Update the entries from the line with "point: graying hair" to the line with "column 364, row 398", replacing "lab coat" with "white coat" and leaving all else unchanged.

───── Given information

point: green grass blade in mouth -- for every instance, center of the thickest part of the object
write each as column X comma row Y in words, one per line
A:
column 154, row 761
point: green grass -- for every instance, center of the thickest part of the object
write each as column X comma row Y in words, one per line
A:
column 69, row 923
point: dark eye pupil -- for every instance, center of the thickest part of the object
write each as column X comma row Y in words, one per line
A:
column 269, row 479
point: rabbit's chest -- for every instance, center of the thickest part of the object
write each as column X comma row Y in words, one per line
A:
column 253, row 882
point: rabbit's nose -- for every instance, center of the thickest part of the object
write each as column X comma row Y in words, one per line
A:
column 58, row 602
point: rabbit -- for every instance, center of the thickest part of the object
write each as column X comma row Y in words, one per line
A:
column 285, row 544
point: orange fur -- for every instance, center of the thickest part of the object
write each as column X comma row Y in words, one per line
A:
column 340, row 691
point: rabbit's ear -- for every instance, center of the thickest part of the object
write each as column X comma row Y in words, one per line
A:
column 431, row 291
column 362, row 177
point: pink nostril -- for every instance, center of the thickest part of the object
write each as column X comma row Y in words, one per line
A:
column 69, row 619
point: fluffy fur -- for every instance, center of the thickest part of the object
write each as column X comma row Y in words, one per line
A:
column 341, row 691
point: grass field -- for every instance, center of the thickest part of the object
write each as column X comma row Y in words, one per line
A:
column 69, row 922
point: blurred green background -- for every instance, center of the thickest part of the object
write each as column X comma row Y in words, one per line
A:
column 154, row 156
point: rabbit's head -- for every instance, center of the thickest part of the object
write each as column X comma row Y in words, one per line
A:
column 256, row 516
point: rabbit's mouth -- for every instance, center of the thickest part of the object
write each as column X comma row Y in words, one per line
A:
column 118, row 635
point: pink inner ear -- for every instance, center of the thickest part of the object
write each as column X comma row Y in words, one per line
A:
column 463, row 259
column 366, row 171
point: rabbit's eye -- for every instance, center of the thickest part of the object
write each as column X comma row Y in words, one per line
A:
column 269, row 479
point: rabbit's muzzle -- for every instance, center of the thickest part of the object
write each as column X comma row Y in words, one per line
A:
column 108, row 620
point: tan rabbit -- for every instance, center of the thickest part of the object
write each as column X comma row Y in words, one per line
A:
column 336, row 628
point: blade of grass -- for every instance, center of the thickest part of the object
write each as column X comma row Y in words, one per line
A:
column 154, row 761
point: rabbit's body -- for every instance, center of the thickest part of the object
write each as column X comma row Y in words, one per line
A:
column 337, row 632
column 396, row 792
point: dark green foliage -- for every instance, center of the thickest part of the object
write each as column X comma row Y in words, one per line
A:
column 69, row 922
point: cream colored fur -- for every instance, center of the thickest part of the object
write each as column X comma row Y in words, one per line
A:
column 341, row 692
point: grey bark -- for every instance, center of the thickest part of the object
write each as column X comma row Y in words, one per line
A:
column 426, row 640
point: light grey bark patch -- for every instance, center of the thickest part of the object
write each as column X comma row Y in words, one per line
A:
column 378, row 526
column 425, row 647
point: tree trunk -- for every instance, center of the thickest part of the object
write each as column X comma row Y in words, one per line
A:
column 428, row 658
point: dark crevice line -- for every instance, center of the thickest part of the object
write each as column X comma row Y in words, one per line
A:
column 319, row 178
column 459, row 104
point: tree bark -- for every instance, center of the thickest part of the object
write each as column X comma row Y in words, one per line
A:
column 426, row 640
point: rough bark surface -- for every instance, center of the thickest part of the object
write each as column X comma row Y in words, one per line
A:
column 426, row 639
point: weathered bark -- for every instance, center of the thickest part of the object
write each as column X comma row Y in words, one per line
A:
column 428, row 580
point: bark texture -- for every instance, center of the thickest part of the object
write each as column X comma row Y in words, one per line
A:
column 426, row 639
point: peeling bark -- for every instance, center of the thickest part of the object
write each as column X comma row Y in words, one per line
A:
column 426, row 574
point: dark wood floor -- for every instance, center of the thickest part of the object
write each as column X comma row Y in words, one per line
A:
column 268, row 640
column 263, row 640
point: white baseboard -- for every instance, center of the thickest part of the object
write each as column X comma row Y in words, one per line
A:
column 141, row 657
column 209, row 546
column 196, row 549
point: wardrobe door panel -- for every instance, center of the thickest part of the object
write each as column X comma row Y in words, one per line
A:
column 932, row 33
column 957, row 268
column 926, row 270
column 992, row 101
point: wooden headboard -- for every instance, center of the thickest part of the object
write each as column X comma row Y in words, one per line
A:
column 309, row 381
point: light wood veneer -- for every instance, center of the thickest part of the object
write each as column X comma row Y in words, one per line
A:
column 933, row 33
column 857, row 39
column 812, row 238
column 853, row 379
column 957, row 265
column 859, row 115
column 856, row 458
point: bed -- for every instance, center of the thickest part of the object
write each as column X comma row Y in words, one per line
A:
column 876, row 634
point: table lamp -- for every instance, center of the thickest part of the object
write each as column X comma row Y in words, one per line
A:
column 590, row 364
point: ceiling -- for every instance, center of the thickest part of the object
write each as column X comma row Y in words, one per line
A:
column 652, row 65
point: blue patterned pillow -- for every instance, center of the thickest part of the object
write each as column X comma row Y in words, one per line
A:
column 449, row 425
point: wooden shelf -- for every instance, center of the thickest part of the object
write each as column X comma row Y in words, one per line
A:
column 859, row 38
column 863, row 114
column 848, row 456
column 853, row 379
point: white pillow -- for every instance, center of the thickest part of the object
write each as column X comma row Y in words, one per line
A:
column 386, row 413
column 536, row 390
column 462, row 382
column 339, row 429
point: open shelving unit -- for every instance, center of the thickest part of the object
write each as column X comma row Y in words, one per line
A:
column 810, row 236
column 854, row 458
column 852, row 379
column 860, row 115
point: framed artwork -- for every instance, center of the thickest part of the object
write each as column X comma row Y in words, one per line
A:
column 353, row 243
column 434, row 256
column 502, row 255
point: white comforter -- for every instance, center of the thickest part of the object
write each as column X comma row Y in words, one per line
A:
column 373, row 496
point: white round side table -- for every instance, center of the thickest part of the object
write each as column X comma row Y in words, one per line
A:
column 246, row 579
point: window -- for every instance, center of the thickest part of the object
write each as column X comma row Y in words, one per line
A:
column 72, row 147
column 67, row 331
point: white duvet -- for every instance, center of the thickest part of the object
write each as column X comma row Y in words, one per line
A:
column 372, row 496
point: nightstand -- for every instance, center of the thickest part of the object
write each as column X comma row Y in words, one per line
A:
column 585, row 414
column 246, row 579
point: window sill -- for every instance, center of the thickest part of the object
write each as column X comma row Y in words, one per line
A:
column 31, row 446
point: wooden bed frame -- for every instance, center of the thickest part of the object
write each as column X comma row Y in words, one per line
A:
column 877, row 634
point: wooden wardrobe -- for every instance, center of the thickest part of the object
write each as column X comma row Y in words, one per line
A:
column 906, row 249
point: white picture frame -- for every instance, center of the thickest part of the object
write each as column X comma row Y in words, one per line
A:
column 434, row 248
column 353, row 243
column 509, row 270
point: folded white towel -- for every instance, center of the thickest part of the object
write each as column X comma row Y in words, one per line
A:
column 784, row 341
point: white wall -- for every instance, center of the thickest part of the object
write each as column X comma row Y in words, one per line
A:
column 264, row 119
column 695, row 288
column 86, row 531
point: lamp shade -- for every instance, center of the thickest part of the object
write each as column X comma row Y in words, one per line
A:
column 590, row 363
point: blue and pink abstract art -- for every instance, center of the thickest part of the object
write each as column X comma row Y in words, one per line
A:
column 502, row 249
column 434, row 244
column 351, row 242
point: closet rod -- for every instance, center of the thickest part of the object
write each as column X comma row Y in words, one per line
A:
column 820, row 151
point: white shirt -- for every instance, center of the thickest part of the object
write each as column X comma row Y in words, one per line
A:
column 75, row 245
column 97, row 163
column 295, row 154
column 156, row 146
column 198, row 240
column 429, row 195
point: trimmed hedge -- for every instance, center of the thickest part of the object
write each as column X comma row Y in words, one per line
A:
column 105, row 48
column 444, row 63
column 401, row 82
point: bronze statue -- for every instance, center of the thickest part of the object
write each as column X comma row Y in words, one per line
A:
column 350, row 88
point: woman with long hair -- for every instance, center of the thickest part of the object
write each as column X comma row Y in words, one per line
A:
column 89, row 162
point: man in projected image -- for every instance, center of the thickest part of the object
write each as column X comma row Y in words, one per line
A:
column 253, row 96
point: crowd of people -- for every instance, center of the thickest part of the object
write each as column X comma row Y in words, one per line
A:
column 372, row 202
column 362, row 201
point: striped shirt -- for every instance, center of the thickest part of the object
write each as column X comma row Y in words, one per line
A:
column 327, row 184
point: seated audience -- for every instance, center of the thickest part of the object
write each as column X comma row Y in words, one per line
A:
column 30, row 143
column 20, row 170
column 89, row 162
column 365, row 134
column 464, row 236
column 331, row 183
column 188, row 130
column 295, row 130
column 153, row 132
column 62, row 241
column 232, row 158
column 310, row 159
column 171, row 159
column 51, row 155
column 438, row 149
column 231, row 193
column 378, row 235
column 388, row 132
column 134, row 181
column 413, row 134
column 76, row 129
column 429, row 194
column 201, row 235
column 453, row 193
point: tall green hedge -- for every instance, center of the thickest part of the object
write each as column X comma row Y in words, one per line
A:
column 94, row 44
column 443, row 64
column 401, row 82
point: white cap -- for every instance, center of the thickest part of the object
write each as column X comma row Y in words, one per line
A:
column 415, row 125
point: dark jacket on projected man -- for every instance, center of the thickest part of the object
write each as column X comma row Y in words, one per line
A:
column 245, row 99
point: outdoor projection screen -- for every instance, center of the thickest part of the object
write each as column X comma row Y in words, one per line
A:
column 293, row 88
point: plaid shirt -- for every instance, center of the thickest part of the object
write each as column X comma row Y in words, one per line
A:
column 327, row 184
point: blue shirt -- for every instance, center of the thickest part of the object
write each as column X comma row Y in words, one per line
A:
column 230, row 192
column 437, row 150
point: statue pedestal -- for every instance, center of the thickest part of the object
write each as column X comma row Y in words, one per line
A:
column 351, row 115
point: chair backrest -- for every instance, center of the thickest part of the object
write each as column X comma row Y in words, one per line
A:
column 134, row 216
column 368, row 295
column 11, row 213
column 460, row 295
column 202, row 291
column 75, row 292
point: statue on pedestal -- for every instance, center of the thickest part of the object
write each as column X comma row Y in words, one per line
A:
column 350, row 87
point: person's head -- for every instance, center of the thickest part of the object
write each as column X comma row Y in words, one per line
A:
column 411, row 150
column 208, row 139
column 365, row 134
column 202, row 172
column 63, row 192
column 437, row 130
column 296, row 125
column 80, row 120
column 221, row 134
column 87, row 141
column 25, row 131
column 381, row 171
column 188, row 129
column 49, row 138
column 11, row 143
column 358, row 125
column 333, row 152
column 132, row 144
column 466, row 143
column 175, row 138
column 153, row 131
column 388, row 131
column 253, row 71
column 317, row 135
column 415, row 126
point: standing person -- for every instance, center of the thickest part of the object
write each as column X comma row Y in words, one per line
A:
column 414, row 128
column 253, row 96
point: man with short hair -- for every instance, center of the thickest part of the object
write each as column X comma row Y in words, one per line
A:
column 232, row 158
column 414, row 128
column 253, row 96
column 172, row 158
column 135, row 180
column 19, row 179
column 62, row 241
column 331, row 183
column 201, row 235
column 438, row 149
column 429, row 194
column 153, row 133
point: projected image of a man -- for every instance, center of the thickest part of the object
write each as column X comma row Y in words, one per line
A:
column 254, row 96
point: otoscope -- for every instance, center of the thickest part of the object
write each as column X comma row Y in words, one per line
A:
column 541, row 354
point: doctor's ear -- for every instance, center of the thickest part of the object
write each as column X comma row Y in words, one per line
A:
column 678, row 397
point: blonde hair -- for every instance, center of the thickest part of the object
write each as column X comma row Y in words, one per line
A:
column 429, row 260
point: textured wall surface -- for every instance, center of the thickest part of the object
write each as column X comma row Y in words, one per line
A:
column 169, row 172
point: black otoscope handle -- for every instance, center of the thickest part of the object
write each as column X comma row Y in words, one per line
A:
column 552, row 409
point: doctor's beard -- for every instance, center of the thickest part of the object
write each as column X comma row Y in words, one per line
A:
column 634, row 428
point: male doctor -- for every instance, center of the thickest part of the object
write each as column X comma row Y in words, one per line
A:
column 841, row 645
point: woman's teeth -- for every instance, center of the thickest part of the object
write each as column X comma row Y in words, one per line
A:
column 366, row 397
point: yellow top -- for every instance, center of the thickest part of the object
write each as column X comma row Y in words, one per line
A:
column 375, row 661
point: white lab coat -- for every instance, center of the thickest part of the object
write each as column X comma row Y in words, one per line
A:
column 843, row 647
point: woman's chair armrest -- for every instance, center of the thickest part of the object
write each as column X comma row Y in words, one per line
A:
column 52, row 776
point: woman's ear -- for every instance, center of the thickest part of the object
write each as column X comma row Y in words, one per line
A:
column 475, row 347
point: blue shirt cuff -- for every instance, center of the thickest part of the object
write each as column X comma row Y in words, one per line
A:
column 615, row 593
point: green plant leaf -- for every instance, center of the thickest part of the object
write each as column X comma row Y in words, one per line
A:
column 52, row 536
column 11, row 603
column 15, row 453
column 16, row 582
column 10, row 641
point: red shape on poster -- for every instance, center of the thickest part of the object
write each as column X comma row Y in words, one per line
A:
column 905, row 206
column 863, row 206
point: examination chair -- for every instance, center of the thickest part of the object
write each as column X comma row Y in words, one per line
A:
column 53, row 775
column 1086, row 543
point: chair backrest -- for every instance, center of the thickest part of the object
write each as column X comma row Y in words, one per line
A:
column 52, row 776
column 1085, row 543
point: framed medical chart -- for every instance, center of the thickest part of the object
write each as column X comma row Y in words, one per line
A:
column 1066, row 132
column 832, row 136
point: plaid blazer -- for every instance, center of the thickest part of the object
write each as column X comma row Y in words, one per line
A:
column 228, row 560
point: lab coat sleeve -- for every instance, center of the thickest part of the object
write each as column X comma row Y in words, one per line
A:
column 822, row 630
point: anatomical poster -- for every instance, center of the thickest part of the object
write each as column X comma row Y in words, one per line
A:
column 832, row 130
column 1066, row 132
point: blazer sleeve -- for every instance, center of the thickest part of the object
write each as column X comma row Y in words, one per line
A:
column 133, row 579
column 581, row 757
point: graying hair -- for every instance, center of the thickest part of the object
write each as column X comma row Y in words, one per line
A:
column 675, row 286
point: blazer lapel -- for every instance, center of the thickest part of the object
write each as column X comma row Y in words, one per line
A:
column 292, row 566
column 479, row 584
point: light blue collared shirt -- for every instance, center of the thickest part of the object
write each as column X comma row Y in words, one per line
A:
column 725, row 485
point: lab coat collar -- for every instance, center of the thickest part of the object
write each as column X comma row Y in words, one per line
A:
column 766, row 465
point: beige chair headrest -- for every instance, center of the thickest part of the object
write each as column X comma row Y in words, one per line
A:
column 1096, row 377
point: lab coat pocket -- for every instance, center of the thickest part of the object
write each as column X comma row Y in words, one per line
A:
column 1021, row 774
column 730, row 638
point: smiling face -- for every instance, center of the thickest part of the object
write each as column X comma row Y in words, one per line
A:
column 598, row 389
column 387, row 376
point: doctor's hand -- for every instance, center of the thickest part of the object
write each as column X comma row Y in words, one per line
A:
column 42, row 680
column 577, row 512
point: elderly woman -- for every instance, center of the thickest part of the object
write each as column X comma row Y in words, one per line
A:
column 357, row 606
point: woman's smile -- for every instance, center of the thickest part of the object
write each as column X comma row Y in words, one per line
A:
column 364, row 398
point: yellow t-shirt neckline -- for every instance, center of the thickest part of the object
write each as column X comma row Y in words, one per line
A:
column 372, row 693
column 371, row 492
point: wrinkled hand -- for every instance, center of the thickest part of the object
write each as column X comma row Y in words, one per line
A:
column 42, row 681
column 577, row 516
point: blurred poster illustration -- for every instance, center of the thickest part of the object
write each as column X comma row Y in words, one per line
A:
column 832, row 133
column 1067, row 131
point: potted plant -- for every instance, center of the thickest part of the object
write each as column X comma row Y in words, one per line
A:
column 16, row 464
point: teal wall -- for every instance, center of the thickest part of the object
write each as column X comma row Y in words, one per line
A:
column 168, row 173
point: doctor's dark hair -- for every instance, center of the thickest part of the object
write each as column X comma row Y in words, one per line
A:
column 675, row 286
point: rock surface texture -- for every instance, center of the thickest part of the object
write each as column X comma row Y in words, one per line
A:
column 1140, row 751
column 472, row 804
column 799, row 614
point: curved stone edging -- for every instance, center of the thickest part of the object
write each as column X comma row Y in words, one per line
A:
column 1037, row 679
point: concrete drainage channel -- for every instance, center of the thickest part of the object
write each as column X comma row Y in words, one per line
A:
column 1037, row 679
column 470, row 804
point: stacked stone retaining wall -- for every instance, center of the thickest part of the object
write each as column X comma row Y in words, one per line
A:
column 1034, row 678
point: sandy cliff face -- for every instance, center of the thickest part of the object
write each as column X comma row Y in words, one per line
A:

──────────

### Exercise result
point: graying hair -- for every instance, center of the thickest part of the object
write each as column X comma row Y in words, one per line
A:
column 675, row 286
point: blazer lapel -- for every instance, center of the thickest part of the object
write each as column X comma row Y in words, one per line
A:
column 292, row 566
column 479, row 584
point: light blue collared shirt -- for every instance, center of the thickest part of the object
write each as column X comma row Y in words, one per line
A:
column 725, row 485
point: white coat collar -- for every instance, center of the thickest part of the object
write each as column X comma row Y in words, one per line
A:
column 766, row 465
point: beige chair headrest -- for every instance, center of the thickest part of the object
write each as column X comma row Y in words, one per line
A:
column 1096, row 377
point: white coat pocket -- for every instance, center of the thickest part of the object
write each as column X comma row Y in words, one per line
A:
column 1021, row 774
column 730, row 638
point: smiling face -- for every instance, center of the thickest part of the object
write each as column X comma row Y in words, one per line
A:
column 598, row 389
column 387, row 376
point: doctor's hand -- for every instance, center of the thickest part of the object
write each as column X comma row Y in words, one per line
A:
column 42, row 680
column 577, row 512
point: elderly woman -- for every instance, center of the thickest part of the object
write each as column X comma row Y in words, one per line
A:
column 357, row 606
point: woman's smile -- for every instance, center of the thickest part of the object
write each as column X comma row Y in words, one per line
A:
column 364, row 398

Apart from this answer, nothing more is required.